> _Required work_
Would you write out all the records again, exactly?
___ Records supplied
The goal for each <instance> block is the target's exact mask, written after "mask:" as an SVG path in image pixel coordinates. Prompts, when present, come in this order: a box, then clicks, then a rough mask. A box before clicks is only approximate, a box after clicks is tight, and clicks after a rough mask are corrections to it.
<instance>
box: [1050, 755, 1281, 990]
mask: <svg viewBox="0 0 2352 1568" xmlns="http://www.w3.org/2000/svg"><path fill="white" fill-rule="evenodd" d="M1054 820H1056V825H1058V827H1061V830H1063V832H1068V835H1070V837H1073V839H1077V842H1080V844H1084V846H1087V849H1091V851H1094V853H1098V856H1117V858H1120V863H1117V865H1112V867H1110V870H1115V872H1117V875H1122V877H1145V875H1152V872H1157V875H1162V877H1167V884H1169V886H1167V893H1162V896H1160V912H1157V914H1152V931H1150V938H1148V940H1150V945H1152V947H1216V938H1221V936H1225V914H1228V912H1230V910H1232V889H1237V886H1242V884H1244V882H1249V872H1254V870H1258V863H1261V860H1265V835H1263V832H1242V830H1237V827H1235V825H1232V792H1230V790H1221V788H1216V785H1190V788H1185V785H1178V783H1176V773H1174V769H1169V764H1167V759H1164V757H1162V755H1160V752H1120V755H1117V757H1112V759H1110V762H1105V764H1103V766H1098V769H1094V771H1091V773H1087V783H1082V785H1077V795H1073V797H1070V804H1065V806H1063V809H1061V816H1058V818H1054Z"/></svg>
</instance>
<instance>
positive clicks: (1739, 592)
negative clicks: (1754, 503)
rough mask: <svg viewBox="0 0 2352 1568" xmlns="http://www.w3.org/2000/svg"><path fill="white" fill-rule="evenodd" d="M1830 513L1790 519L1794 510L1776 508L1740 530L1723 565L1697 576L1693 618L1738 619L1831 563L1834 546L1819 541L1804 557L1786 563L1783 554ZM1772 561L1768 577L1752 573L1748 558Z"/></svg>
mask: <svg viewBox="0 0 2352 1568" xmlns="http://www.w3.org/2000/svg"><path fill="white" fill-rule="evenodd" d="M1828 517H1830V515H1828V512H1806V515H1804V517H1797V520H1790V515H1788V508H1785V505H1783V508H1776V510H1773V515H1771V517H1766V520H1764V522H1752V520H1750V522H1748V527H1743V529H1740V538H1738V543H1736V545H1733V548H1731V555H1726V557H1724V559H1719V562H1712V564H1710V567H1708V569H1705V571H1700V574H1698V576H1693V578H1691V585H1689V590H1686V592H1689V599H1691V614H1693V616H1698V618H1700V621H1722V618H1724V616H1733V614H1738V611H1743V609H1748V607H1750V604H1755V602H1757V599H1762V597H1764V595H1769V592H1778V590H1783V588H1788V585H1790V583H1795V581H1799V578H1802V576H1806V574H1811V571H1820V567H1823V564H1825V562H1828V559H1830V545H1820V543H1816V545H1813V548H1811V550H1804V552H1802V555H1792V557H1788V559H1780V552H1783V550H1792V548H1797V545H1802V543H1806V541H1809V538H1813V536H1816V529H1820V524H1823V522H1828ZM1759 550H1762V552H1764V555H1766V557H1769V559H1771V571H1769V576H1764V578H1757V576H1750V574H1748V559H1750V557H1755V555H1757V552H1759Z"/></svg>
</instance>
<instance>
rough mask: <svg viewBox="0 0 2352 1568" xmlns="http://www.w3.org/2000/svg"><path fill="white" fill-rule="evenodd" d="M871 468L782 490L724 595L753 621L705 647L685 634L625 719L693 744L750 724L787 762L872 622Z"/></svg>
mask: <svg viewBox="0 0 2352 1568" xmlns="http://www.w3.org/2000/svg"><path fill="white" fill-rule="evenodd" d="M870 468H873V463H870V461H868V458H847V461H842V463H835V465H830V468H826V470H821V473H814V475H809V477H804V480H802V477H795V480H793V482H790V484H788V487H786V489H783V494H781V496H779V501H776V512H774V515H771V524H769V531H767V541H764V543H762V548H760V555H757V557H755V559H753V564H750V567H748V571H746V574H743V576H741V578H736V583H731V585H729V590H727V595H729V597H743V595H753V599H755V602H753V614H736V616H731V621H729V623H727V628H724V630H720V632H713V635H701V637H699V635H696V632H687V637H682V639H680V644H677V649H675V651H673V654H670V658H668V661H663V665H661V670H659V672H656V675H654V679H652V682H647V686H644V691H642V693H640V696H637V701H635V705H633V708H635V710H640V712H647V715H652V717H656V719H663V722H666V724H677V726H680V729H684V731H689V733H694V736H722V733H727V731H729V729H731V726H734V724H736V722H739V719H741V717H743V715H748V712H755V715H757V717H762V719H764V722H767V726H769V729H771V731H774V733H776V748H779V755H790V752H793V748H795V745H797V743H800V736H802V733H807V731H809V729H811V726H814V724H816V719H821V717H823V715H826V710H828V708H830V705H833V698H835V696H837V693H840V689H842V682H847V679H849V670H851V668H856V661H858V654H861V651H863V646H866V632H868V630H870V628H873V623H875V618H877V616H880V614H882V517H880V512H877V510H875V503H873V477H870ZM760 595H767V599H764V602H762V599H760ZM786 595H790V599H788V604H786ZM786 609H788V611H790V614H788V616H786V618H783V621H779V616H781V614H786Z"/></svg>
______
> _Written response_
The goal for each <instance> block is the target's exact mask, written after "mask:" as an SVG path in image pixel coordinates. Prompts, when present, come in this order: a box, then clicks, then a rough mask. A box before clicks is only approximate, a box after clicks is tight, and clicks after a rough mask are corrections to it.
<instance>
box: [1050, 755, 1281, 990]
mask: <svg viewBox="0 0 2352 1568" xmlns="http://www.w3.org/2000/svg"><path fill="white" fill-rule="evenodd" d="M1054 820H1056V825H1058V827H1061V830H1063V832H1068V835H1070V837H1073V839H1077V842H1080V844H1084V846H1087V849H1091V851H1094V853H1098V856H1117V858H1120V863H1117V865H1112V867H1110V870H1115V872H1117V875H1122V877H1145V875H1152V872H1157V875H1162V877H1167V884H1169V886H1167V893H1162V896H1160V912H1157V914H1152V931H1150V938H1148V940H1150V945H1152V947H1216V938H1221V936H1225V914H1228V912H1230V910H1232V889H1237V886H1242V884H1244V882H1249V872H1254V870H1258V863H1261V860H1265V835H1263V832H1242V830H1237V827H1235V825H1232V792H1230V790H1221V788H1216V785H1190V788H1185V785H1178V783H1176V773H1174V769H1169V764H1167V759H1164V757H1162V755H1160V752H1120V755H1117V757H1112V759H1110V762H1105V764H1103V766H1098V769H1094V771H1091V773H1087V783H1082V785H1077V795H1073V797H1070V804H1065V806H1063V809H1061V816H1058V818H1054Z"/></svg>
</instance>
<instance>
positive clicks: (1739, 592)
negative clicks: (1754, 503)
rough mask: <svg viewBox="0 0 2352 1568" xmlns="http://www.w3.org/2000/svg"><path fill="white" fill-rule="evenodd" d="M1830 513L1790 519L1794 510L1776 508L1740 530L1723 565L1697 576L1693 618L1738 619L1831 563L1834 546L1819 541L1804 557L1786 563L1783 554ZM1772 561L1768 577L1752 573L1748 558Z"/></svg>
mask: <svg viewBox="0 0 2352 1568" xmlns="http://www.w3.org/2000/svg"><path fill="white" fill-rule="evenodd" d="M1828 517H1830V515H1828V512H1806V515H1804V517H1797V520H1790V515H1788V508H1785V505H1783V508H1776V510H1773V515H1771V517H1766V520H1764V522H1752V520H1750V522H1748V527H1743V529H1740V538H1738V543H1736V545H1733V548H1731V555H1726V557H1724V559H1719V562H1712V564H1710V567H1708V569H1705V571H1700V574H1698V576H1693V578H1691V585H1689V590H1686V592H1689V599H1691V614H1693V616H1698V618H1700V621H1722V618H1724V616H1733V614H1738V611H1743V609H1748V607H1750V604H1755V602H1757V599H1762V597H1764V595H1769V592H1778V590H1783V588H1788V585H1790V583H1795V581H1799V578H1802V576H1806V574H1811V571H1820V567H1823V564H1825V562H1828V559H1830V545H1820V543H1816V545H1813V548H1811V550H1804V552H1802V555H1792V557H1788V559H1780V552H1783V550H1792V548H1797V545H1802V543H1806V541H1809V538H1813V536H1816V529H1820V524H1823V522H1828ZM1759 550H1762V552H1764V555H1766V557H1769V559H1771V571H1769V576H1764V578H1757V576H1750V574H1748V559H1750V557H1755V555H1757V552H1759Z"/></svg>
</instance>
<instance>
rough mask: <svg viewBox="0 0 2352 1568" xmlns="http://www.w3.org/2000/svg"><path fill="white" fill-rule="evenodd" d="M871 468L782 490L724 595L753 621L705 647L685 634L625 719L693 744L750 724L787 762L872 622Z"/></svg>
mask: <svg viewBox="0 0 2352 1568" xmlns="http://www.w3.org/2000/svg"><path fill="white" fill-rule="evenodd" d="M870 468H873V463H870V461H868V458H847V461H842V463H835V465H830V468H826V470H821V473H814V475H809V477H804V480H802V477H795V480H793V482H790V484H788V487H786V489H783V494H781V496H779V501H776V512H774V515H771V524H769V531H767V541H764V543H762V548H760V555H757V557H755V559H753V564H750V567H748V571H746V574H743V576H741V578H736V583H731V585H729V590H727V595H729V597H743V595H753V599H755V602H753V614H736V616H731V621H729V623H727V628H724V630H720V632H713V635H701V637H699V635H696V632H687V637H682V639H680V644H677V649H675V651H673V654H670V658H668V661H663V665H661V670H659V672H656V675H654V679H652V682H647V686H644V691H642V693H640V696H637V701H635V705H633V708H635V710H640V712H647V715H652V717H656V719H663V722H666V724H677V726H680V729H684V731H689V733H694V736H722V733H727V731H729V729H731V726H734V724H736V722H739V719H741V717H743V715H748V712H755V715H757V717H762V719H764V722H767V726H769V729H771V731H774V733H776V748H779V755H790V752H793V748H795V745H797V743H800V736H802V733H807V731H809V729H811V726H814V724H816V719H821V717H823V715H826V710H828V708H830V705H833V698H835V696H837V693H840V689H842V682H847V679H849V670H851V668H856V661H858V654H861V651H863V646H866V632H868V630H870V628H873V623H875V618H877V616H880V614H882V517H880V512H877V510H875V503H873V477H870ZM760 595H767V599H764V602H762V599H760ZM786 595H790V599H788V604H786ZM786 609H788V611H790V614H788V616H786V618H783V621H779V616H781V614H786Z"/></svg>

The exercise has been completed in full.